*Records supplied*:
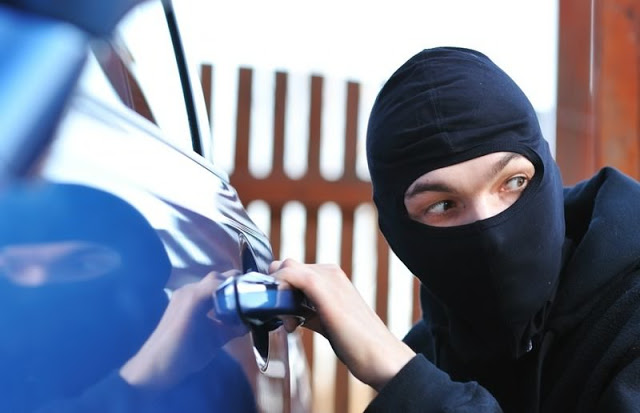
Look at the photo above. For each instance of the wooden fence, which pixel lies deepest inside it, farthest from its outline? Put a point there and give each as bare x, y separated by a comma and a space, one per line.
312, 190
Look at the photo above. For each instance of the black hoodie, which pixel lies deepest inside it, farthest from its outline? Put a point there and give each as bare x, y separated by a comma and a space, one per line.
520, 313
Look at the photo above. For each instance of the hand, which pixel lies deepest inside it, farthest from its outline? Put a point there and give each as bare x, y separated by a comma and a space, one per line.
356, 333
184, 341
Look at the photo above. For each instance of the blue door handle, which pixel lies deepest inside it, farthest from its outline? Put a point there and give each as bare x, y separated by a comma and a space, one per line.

*What is needed*:
Your task is to retype all the entries exactly and leave out any pictures.

*Reply to the task*:
Look at the photo above. For each instance of the wooden fence, which pixel lies deepest inside it, farthest from its outline? Put a point there and give each as bare x, y separated by a comma and a space, one per line.
312, 190
Look at the photo above. For each instance of the black hoodie, which pixel lies deepest inside it, farthest from its outline? Put a point there and give each as bare x, y separated by a comma and a space, one per line.
520, 313
Look at the photo above. For each instance of the hand, which pixel lies deepest inside it, farthest from its outline? Put a point there and give each as bare x, y separated by a comma and a space, one per line.
356, 333
184, 341
Look at the photo above. For each instance of the blue door handle, which pixel lies deepest inside it, farthest from its outline? Put a point there and give each as bare x, y separated by a comma and a space, one per line.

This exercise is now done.